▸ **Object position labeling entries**
## Begin
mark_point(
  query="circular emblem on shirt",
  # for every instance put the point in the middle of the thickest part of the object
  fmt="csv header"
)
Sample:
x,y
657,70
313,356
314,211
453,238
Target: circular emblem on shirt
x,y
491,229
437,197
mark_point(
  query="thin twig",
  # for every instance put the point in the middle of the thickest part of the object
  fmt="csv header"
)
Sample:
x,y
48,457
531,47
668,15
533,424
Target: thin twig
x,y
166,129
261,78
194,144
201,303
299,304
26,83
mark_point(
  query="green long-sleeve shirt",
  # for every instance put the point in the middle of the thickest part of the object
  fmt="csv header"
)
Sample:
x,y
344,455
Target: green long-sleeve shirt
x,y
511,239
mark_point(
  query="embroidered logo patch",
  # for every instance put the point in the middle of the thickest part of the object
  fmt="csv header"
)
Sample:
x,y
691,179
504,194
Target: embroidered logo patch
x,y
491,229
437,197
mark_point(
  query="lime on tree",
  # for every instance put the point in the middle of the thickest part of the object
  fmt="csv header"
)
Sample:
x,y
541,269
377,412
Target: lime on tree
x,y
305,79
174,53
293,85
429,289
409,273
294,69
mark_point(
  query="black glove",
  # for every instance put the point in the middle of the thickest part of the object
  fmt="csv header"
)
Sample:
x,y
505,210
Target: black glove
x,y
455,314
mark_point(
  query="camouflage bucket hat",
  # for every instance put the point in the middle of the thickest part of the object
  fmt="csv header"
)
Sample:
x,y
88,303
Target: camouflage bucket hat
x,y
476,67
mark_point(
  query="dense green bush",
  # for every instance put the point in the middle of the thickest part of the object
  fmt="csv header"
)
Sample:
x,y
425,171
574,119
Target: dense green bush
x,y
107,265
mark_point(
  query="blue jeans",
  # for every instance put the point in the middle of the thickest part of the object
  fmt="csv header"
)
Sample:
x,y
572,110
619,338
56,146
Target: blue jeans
## End
▸ **Task objective**
Shift every x and y coordinate in the answers of all the lines above by -95, leaving the coordinates under "Sample:" unchanged. Reproduce every line in full, with all other text kept as it is.

▸ **Final result**
mark_point(
  query="circular emblem on shirt",
  # for every instance put the point in the middle of the thickest part of the object
  fmt="csv header"
)
Sample:
x,y
657,70
313,356
314,211
453,238
Target: circular emblem on shirt
x,y
396,134
342,102
mark_point(
  query="thin twig",
  # for every instance put the point in the middle of the thickest part of the object
  fmt="csv header"
)
Sample:
x,y
48,457
531,47
668,15
533,424
Target: thin twig
x,y
71,34
166,-17
99,49
106,208
204,209
-69,-12
mark_point(
  query="green long-sleeve shirt",
  # for every instance put the point in the middle of the thickest part of the object
  fmt="csv header"
)
Sample:
x,y
344,455
Target: green long-sleeve shirt
x,y
416,144
mark_point(
  query="embroidered logo patch",
  # for every instance put the point in the middle of the thickest part of the object
  fmt="csv header"
)
Sample:
x,y
691,179
504,194
Target: embroidered logo patch
x,y
396,134
342,102
mark_point(
  query="lime on tree",
  # for every instance put the point in the middle of the thickest part of the object
  fmt="csv header"
)
Sample:
x,y
541,269
377,412
Target: lime on tree
x,y
210,-16
79,-42
198,-10
334,194
314,178
199,-26
mark_point(
  query="black glove",
  # for every instance put the point in the middle of the thickest part of the object
  fmt="csv header"
)
Sample:
x,y
505,210
Target: black glove
x,y
360,219
mark_point(
  query="camouflage bucket hat",
  # for every instance put the point in the middle of the thickest part of the object
  fmt="csv header"
)
Sample:
x,y
88,303
Target: camouflage bucket hat
x,y
381,-28
mark_point(
  query="dense green bush",
  # for every instance put the point in the middle of the thickest part of the object
  fmt="csv header"
)
Sample:
x,y
425,171
574,119
Target: dense green bush
x,y
12,170
mark_point(
  query="blue jeans",
  # for every instance put the point in the middle of the thickest part of the object
  fmt="csv header"
)
Sample:
x,y
572,110
619,338
56,146
Target: blue jeans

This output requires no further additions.